**Stated exercise**
Please pull out each line of the items below that contains the string "metal". Case counts.

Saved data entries

-- start --

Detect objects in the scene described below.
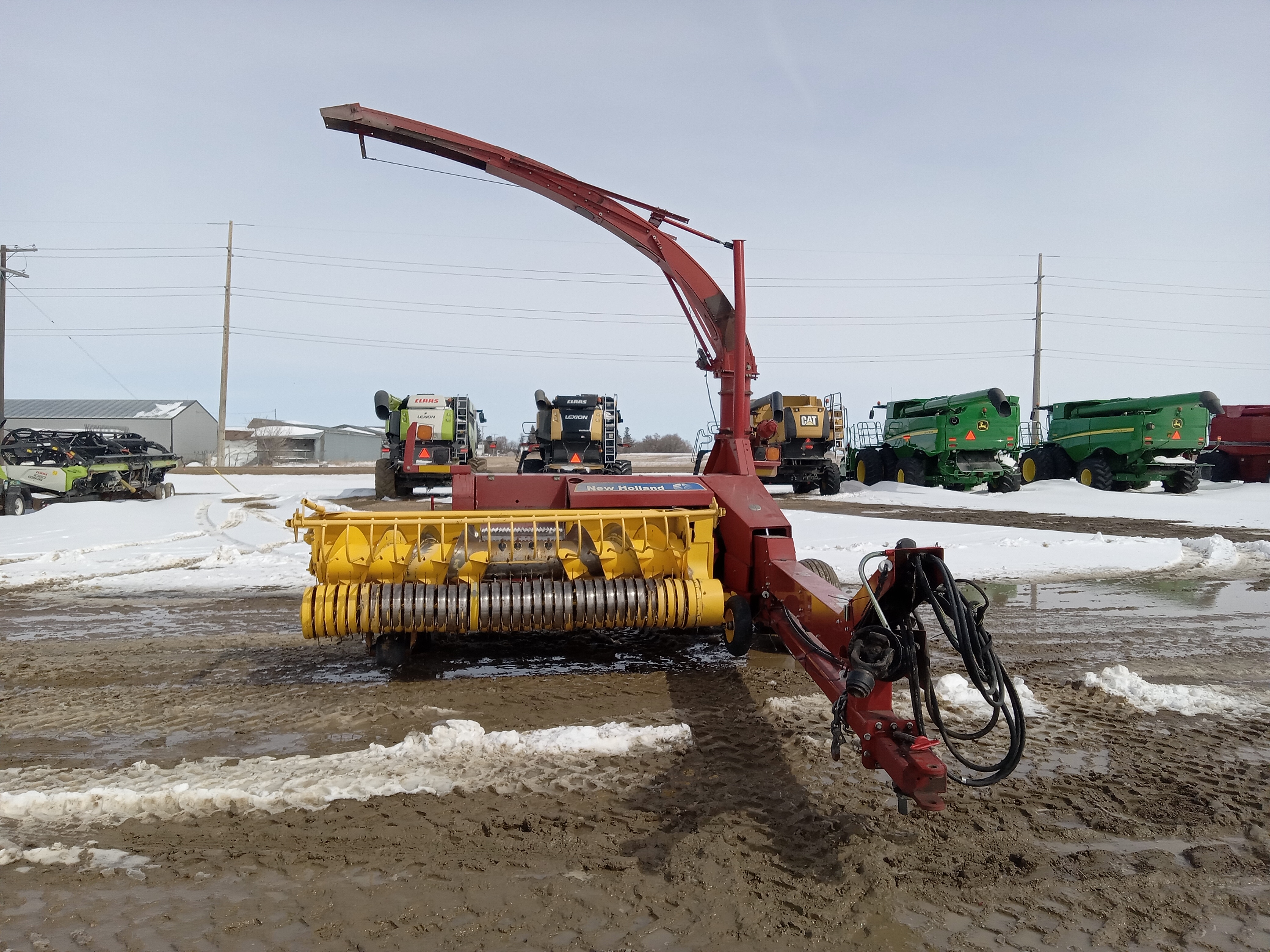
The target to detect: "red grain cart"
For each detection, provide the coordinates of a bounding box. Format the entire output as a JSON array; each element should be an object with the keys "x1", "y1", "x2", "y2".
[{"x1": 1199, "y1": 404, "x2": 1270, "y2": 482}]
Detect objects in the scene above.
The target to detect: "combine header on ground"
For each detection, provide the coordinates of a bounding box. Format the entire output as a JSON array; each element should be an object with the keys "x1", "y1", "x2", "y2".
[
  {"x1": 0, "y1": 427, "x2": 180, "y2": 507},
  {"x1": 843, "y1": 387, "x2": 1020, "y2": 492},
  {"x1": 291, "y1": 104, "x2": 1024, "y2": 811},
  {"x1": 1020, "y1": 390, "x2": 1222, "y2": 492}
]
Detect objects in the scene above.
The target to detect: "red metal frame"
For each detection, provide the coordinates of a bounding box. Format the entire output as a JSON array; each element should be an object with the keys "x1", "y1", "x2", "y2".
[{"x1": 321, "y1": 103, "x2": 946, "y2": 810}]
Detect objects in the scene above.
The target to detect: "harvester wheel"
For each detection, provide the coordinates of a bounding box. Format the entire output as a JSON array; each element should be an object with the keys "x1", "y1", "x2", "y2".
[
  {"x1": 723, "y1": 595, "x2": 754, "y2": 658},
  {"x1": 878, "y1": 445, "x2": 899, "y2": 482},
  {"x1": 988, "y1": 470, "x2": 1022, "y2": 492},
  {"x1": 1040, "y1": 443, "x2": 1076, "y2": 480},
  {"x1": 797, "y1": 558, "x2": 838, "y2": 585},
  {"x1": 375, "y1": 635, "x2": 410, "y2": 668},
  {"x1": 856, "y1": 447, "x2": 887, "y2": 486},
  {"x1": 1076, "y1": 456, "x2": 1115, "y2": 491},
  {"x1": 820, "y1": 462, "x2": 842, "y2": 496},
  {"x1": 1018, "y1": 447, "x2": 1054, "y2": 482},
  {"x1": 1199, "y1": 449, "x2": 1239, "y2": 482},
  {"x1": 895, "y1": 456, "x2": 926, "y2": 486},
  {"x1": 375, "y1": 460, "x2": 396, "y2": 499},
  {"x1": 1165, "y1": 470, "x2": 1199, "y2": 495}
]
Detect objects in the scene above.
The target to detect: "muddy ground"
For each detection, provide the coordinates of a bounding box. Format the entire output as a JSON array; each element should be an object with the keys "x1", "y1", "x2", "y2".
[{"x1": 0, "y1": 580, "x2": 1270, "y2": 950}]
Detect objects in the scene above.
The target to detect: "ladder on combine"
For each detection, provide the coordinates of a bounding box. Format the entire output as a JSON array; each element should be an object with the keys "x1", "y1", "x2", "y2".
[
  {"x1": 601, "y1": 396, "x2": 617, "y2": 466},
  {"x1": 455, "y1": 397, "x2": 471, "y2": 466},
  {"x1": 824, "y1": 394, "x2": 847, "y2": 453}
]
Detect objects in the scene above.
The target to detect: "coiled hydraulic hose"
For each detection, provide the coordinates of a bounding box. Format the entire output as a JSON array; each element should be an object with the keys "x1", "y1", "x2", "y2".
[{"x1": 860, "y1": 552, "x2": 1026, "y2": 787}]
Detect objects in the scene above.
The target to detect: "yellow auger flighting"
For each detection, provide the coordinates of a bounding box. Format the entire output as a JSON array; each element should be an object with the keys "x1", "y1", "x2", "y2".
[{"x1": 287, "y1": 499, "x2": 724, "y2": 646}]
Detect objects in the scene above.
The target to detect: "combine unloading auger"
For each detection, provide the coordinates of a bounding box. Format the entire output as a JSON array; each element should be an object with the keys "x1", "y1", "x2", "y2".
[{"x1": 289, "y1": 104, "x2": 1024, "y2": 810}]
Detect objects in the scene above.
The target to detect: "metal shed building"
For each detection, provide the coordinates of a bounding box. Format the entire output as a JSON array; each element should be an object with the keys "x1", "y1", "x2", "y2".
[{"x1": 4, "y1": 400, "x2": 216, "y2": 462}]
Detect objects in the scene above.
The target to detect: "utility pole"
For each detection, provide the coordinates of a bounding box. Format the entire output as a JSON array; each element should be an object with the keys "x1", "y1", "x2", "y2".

-- end --

**Task response**
The target to detect: "red metal frame"
The target to detect: "metal shed building"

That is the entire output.